__Task to carry out__.
Restate every record exactly as it is written, while omitting the pictures it holds.

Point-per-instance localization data
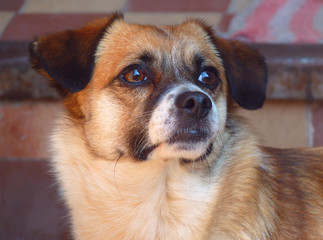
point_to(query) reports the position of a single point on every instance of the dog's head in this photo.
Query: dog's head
(144, 92)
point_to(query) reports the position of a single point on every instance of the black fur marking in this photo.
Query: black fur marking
(68, 56)
(246, 70)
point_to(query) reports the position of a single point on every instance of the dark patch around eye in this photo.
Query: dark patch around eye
(198, 61)
(146, 58)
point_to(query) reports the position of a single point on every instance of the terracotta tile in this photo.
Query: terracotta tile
(72, 6)
(25, 128)
(27, 26)
(225, 22)
(280, 124)
(178, 5)
(29, 204)
(5, 17)
(10, 5)
(317, 117)
(171, 18)
(238, 5)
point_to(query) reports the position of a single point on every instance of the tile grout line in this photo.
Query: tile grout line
(309, 124)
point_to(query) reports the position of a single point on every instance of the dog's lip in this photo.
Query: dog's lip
(188, 135)
(200, 158)
(144, 153)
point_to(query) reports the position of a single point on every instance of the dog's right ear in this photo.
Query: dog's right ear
(67, 58)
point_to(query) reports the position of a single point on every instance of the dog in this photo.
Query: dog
(148, 144)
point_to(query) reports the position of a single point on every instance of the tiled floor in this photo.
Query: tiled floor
(21, 20)
(253, 20)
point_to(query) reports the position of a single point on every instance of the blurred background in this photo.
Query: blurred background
(288, 32)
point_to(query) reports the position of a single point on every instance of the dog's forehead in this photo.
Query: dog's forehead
(130, 40)
(123, 44)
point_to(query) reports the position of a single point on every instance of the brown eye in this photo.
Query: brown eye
(135, 75)
(209, 78)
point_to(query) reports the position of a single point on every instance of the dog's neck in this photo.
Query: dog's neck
(139, 197)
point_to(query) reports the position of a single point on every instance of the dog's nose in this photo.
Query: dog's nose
(196, 104)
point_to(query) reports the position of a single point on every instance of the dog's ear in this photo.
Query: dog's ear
(67, 58)
(245, 68)
(246, 72)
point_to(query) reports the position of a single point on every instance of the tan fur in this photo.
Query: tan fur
(240, 190)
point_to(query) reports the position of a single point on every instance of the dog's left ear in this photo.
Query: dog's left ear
(245, 69)
(246, 72)
(67, 58)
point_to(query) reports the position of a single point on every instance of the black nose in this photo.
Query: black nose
(196, 104)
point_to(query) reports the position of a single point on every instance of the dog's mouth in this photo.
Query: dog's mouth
(187, 136)
(200, 158)
(143, 154)
(183, 139)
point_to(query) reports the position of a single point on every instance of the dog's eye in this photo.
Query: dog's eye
(209, 78)
(135, 75)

__Response area__.
point_to(query) reports the position of a single point on every instance of the dog's head in this photo.
Query: dog's head
(144, 92)
point_to(query) reports the position of a single point on every instance of the black fur marking in this photo.
Query: black fur marking
(68, 56)
(246, 70)
point_to(query) reports the position of a single point on every instance of the dark patch around eye in this photo.
Query: dark patch around eye
(198, 61)
(146, 58)
point_to(query) reports the position of a single point on every instance of the terracotta tile in this photo.
Query: terracotta tile
(72, 6)
(25, 128)
(27, 26)
(225, 22)
(280, 124)
(178, 5)
(29, 204)
(5, 17)
(10, 5)
(317, 117)
(171, 18)
(238, 5)
point_to(query) reports the position of a single point on every instance of the tile grout line in this photo.
Query: tile grout line
(309, 124)
point_to(query) reports the position of a single point on every instance of the dog's lip in this photo.
Query: dog's lip
(188, 135)
(200, 158)
(144, 153)
point_to(query) reports the position of a single point on every instance of the dog's right ear in this photo.
Query: dog's right ear
(67, 58)
point_to(query) reports the position of a single point on every instance of the dog in this photo.
Query: dog
(148, 144)
point_to(query) reports the position of a single point on every instance of the tiled floor in this photo.
Query: tiled floor
(21, 20)
(253, 20)
point_to(query) reports the position of a single point on every instance of the blurred background in this photo.
Query: blurred background
(288, 32)
point_to(query) reports the position of a single point on every instance of the dog's forehead in this photo.
Query: dog's forehead
(130, 40)
(123, 44)
point_to(query) reports the position of a single point on every instance of the brown eye in this photo.
Query: brown eye
(135, 75)
(209, 78)
point_to(query) reports the position of a single point on every instance of the dog's neck in this photo.
Query: dog's neck
(139, 197)
point_to(query) reports the position of a single point on every instance of the dog's nose in this photo.
Query: dog's nose
(196, 104)
point_to(query) reports the position of a single point on every instance of the dog's ear in this photo.
Query: dog's ear
(67, 58)
(245, 68)
(246, 72)
point_to(query) reports the position of a single point on every instance of the tan fur in this photo.
Query: tan fur
(240, 190)
point_to(query) reports the position of a single point on every instance of the dog's left ear in this photo.
Query: dog's left ear
(245, 69)
(246, 72)
(67, 58)
point_to(query) reports the position of a single point on every instance of the black nose in this photo.
Query: black nose
(196, 104)
point_to(query) reports the position of a single point on every instance of the dog's mouth in this photo.
Query: dog's mouth
(187, 136)
(200, 158)
(143, 154)
(183, 139)
point_to(query) reports the position of a single point on every instance of the dog's eye in this photo.
Query: dog's eye
(209, 78)
(135, 75)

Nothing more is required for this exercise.